* START SUPPLIED MATERIAL *

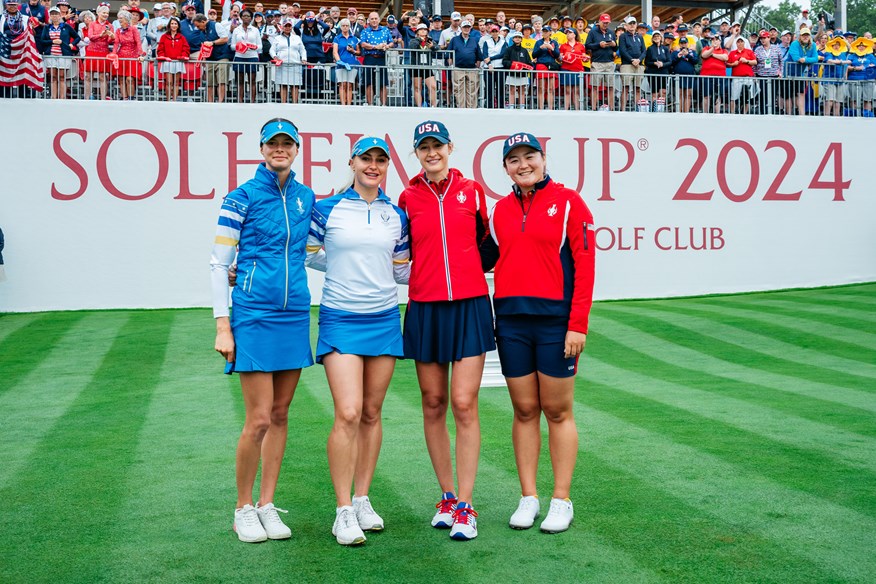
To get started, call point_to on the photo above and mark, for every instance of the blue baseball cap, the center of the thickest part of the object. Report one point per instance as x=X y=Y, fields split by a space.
x=272 y=129
x=520 y=139
x=431 y=129
x=367 y=143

* END SUPPLIED MATERIAL *

▸ **TASK GOAL**: Give every line of the material above again, including the requests, with each coordinate in the answers multiplied by 2.2 and rounded to a whole number, halves up. Leave the pictures out.

▸ **THE SOLUTION**:
To get started, call point_to on the photo above and mark, for every instance of the blue baseball cap, the center of the thickest part of the object. Report one point per instance as x=X y=Y, fields split by a space.
x=598 y=284
x=1144 y=306
x=948 y=284
x=807 y=315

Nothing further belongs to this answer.